- **WHAT IS EXPECTED**
Reproduce the data below with every "photograph" replaced by "image" and nothing else changed, leaving out the pictures.

#####

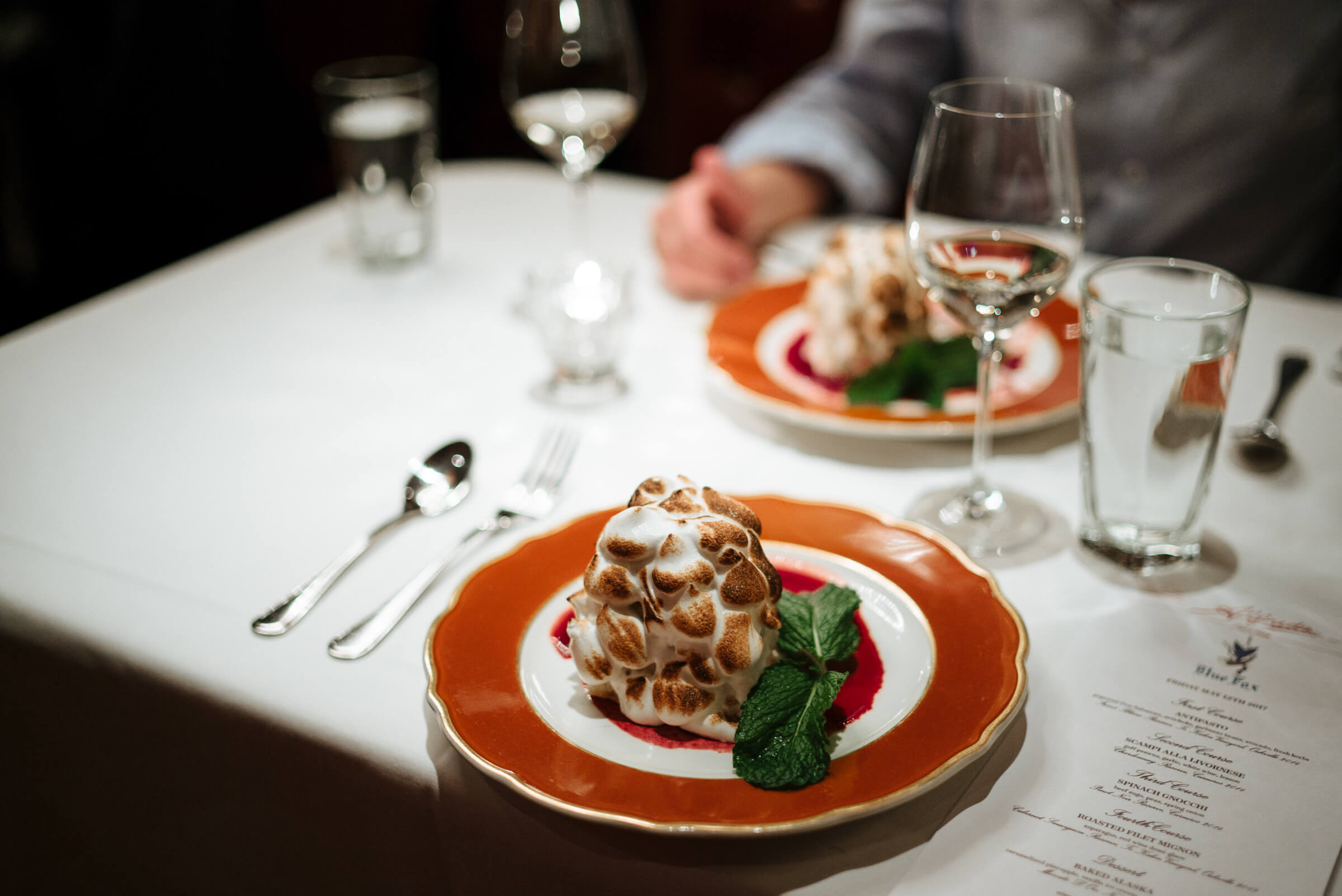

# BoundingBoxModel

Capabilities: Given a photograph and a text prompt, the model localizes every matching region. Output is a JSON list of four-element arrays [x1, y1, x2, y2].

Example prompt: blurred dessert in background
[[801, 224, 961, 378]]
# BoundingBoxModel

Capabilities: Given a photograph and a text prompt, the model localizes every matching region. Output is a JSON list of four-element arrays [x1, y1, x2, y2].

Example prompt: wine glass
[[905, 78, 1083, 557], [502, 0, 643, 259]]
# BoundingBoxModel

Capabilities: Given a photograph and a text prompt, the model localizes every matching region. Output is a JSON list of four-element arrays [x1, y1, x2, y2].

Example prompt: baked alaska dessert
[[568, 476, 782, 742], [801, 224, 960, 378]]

#####

- **RESULT OF THIS EXERCISE**
# BoundingBoxModel

Capabilities: Given a image and a text prompt, the model localizes every matching region. Output is a JSON list of four-element arrays [x1, y1, x2, y2].

Example prompt: blurred dessert in background
[[801, 224, 961, 378]]
# BoundingBoxModel

Capabilities: Given a image and a text prompt, the model localizes every matching region. Output is a JSON list of four-element arrays [x1, y1, x2, y2].

Example prompt: wine glass
[[905, 78, 1083, 557], [502, 0, 643, 259]]
# BoundingBoxModel

Capabilities: Given a image and a text prompt, the model localizes every matching region. Output is a JSON list of four-element arrays [x1, y1, x2, y2].

Example prompt: baked alaska dessert
[[568, 476, 782, 742], [801, 224, 960, 378]]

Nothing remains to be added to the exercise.